- PROBLEM TO SOLVE
Give back, unchanged, each line from the one containing "Practice. Identify the dark wood" through the last line of the entries below.

- DATA

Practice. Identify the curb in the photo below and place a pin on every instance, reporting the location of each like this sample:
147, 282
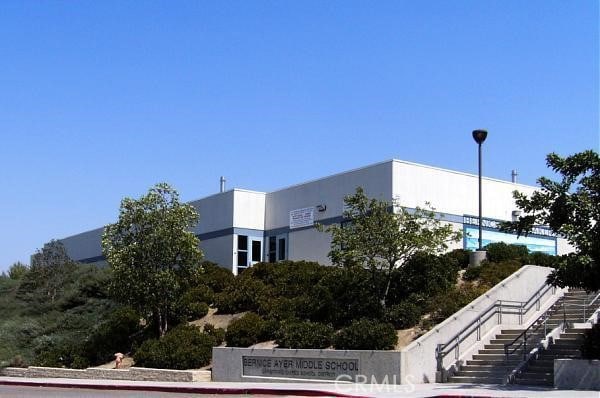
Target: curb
184, 390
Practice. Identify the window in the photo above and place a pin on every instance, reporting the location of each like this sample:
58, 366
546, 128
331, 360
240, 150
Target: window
242, 251
272, 249
256, 251
281, 249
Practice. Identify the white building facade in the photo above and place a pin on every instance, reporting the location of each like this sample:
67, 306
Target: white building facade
239, 228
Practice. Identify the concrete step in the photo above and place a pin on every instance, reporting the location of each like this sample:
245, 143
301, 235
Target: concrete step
476, 380
562, 344
483, 373
493, 362
536, 375
535, 382
488, 351
497, 357
481, 367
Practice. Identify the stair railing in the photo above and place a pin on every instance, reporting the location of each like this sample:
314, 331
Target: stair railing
543, 321
498, 308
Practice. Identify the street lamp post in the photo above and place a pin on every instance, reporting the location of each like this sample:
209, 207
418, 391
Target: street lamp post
479, 136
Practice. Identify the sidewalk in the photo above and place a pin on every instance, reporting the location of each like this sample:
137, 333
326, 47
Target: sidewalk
303, 389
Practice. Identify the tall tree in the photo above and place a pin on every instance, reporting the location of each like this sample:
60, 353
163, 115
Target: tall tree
381, 236
50, 269
571, 208
18, 270
152, 252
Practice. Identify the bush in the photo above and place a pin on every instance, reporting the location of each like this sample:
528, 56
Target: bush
453, 300
246, 331
216, 277
366, 334
217, 333
424, 274
343, 295
500, 251
591, 344
115, 334
305, 334
404, 315
189, 310
490, 274
184, 347
461, 256
242, 295
543, 259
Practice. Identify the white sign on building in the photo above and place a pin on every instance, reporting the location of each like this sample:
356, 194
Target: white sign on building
302, 217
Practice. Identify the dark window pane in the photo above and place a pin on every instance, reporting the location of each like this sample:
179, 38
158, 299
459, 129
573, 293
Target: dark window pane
242, 242
256, 255
242, 259
281, 249
272, 249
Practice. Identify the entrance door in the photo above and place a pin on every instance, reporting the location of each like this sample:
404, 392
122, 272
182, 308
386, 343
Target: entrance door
256, 251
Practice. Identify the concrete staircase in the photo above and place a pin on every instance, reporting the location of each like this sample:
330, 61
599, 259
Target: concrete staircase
491, 365
539, 371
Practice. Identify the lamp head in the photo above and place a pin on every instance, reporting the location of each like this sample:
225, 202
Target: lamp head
479, 136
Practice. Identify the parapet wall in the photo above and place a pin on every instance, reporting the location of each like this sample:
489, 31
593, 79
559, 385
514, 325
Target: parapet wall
294, 365
419, 363
133, 374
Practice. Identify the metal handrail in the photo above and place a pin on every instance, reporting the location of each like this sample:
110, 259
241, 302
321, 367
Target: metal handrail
546, 315
499, 307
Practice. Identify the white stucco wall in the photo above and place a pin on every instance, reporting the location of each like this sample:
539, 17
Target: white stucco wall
328, 191
249, 209
216, 212
309, 245
85, 245
453, 192
219, 250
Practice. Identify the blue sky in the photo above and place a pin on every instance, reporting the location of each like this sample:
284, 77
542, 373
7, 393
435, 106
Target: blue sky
102, 99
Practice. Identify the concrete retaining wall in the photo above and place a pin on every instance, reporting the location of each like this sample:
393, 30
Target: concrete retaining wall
418, 360
289, 365
577, 374
134, 374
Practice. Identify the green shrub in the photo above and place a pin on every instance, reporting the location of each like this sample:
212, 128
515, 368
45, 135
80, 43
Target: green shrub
244, 294
366, 334
453, 300
18, 362
217, 333
590, 348
461, 256
404, 315
493, 273
246, 331
424, 274
305, 334
115, 334
215, 277
543, 259
343, 295
184, 347
500, 251
189, 310
490, 274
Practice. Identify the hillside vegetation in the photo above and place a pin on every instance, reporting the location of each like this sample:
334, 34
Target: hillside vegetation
67, 319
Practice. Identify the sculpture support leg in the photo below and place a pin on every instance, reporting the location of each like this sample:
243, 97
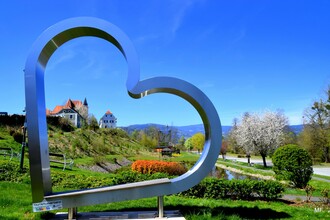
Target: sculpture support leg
160, 206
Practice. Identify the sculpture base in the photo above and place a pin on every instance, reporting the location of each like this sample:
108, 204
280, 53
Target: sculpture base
171, 215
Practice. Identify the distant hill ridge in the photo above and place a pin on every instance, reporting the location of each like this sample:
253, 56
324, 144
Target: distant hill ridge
190, 130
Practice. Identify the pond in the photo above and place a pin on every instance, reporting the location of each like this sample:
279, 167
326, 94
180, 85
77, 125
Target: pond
229, 175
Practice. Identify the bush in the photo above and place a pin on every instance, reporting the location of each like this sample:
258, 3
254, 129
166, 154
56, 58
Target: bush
293, 163
155, 166
213, 188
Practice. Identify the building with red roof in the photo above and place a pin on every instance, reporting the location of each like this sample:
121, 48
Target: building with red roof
108, 120
74, 110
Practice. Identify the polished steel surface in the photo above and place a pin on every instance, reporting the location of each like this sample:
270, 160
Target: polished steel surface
37, 60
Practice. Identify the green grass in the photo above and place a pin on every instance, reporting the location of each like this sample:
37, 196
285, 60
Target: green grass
15, 203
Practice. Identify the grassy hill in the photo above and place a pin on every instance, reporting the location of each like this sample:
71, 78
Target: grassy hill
75, 143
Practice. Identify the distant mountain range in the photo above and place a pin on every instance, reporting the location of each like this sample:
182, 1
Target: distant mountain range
190, 130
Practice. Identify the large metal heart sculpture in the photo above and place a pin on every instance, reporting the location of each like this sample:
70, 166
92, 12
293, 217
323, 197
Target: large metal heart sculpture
36, 62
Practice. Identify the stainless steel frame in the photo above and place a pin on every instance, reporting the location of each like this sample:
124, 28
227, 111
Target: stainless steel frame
36, 63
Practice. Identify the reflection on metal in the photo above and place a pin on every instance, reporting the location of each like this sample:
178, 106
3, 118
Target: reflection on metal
36, 63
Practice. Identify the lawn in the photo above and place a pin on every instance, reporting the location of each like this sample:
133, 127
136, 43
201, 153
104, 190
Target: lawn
15, 203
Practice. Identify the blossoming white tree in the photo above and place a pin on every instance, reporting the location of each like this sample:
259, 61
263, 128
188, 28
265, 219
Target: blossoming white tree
261, 133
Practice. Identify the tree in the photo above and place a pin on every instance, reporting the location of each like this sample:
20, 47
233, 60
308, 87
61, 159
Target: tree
317, 124
261, 133
233, 146
197, 141
293, 163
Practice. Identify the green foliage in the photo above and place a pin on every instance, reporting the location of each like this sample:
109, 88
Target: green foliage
213, 188
10, 171
293, 163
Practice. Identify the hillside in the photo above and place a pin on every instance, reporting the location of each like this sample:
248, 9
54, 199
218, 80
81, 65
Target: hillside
190, 130
75, 143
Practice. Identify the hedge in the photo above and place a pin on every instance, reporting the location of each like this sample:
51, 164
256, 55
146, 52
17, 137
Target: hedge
236, 189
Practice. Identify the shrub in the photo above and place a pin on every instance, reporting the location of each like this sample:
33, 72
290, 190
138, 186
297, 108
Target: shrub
155, 166
293, 163
213, 188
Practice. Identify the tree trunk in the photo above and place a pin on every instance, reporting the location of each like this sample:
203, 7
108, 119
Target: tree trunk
248, 156
264, 160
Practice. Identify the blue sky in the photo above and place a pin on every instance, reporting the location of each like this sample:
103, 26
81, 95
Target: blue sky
246, 56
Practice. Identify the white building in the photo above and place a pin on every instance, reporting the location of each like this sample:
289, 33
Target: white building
74, 110
108, 120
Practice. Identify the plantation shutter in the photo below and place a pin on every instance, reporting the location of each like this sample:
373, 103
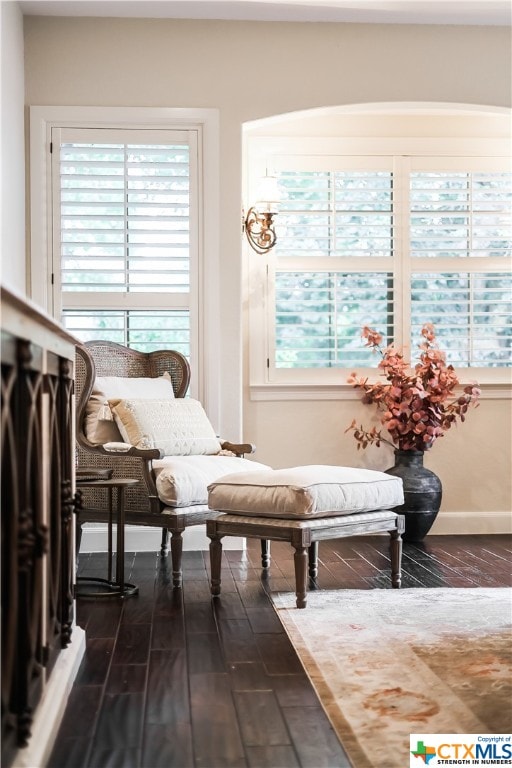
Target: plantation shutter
461, 238
335, 233
124, 246
392, 243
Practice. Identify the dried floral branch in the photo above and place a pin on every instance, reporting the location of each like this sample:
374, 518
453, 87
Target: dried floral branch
419, 405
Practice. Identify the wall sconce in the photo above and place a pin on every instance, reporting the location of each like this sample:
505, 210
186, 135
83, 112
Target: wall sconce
259, 224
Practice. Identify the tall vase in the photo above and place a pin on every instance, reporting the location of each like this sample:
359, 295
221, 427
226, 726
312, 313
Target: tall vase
422, 494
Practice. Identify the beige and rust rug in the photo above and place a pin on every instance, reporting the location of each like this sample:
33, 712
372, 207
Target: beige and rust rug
388, 663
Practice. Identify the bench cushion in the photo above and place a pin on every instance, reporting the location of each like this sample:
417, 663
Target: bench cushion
305, 492
182, 481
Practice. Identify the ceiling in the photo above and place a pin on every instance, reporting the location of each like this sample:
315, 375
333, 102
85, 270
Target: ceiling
472, 12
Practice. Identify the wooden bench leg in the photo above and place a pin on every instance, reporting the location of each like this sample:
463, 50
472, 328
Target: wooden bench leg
215, 562
300, 559
265, 553
313, 560
165, 542
395, 549
176, 555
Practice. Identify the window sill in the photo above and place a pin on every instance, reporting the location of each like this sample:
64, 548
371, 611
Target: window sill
271, 392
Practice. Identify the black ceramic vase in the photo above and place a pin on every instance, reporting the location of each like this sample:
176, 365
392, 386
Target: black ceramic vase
422, 493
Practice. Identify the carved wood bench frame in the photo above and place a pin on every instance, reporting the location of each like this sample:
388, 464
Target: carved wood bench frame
304, 536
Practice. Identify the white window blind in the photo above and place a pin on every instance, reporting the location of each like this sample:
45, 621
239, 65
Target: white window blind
392, 249
124, 242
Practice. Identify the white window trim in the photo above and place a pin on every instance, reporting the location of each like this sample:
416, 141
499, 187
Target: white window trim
205, 304
262, 153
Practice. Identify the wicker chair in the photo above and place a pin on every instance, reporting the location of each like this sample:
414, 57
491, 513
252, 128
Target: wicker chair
142, 504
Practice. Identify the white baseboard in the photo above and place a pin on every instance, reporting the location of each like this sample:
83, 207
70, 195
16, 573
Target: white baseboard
50, 710
141, 538
449, 523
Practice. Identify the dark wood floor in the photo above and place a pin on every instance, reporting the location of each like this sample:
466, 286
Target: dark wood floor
171, 679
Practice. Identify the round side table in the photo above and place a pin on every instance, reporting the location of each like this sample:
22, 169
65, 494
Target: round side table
108, 587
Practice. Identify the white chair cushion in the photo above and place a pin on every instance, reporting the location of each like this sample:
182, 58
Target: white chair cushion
305, 492
183, 481
100, 430
178, 427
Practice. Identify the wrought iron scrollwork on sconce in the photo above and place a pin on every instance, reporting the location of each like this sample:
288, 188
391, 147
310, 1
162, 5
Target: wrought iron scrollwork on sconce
259, 228
259, 222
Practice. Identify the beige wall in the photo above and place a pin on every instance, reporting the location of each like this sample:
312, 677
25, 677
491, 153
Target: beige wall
12, 270
250, 71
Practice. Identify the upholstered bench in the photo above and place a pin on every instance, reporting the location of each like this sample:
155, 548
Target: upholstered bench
304, 505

- SOLUTION FOR THIS TASK
Practice. Identify the dark wood floor in the photo above and place a pin on every instance, reporting the location of each like this sample:
466, 286
Target: dark wood floor
171, 679
Practice. Identify the round side table in the photo above and place a pin on every instance, reporting the location of each like this sample:
22, 169
65, 494
Target: round side table
108, 587
Practice. Identify the white chair cushion in the photo above and place a pin on every instance, reporting the location of each like this sample:
182, 58
Target: white chair cushion
305, 492
183, 481
100, 430
178, 427
Practice. Identify the wrought iron scrollwork on sconce in the photo above and place a pin on every instance, reporting the location of each like this sample:
288, 188
391, 147
310, 1
162, 5
Target: wrought iron scrollwork on sconce
259, 228
259, 222
Practice. Identify the beige wall in the photo above and place a pin on every instance, reporting the location of each like this sample:
312, 677
25, 677
491, 153
Target: beige wall
12, 270
250, 71
Practice. Identify the upholstered bench in the photo above and place a pin on every instance, reporting the location of each like this sample:
155, 548
Target: upholstered bench
304, 505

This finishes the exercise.